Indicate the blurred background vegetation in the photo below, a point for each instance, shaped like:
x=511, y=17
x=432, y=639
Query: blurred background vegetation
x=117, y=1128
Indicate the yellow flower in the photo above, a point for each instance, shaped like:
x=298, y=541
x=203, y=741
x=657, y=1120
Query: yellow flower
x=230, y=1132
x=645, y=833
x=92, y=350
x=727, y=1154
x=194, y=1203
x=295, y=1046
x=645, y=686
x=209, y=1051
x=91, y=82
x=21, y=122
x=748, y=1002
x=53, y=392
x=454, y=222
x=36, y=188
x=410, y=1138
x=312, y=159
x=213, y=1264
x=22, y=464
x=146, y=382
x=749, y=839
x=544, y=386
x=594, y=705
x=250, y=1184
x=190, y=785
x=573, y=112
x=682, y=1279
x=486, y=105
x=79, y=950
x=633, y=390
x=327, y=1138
- - - - -
Rewrite all of the lines above, replacing every occurrence of "yellow flower" with "yellow bloom" and leaving everything else unchanged.

Result below -
Indicate the blurred background vegetation in the photo below, a point for each instance, shaped like:
x=511, y=17
x=432, y=639
Query: blurred background vegetation
x=117, y=1128
Indicate the yellow bloom in the photo above, a point for each instance, shaped like:
x=298, y=541
x=203, y=741
x=657, y=1120
Query: yellow bloom
x=230, y=1132
x=645, y=833
x=92, y=350
x=727, y=1154
x=194, y=1203
x=295, y=1046
x=645, y=686
x=209, y=1051
x=91, y=82
x=21, y=122
x=748, y=1002
x=53, y=392
x=454, y=222
x=36, y=188
x=410, y=1138
x=312, y=159
x=213, y=1264
x=22, y=464
x=146, y=382
x=749, y=839
x=544, y=386
x=594, y=705
x=250, y=1184
x=190, y=785
x=573, y=112
x=682, y=1279
x=486, y=105
x=79, y=950
x=633, y=390
x=327, y=1138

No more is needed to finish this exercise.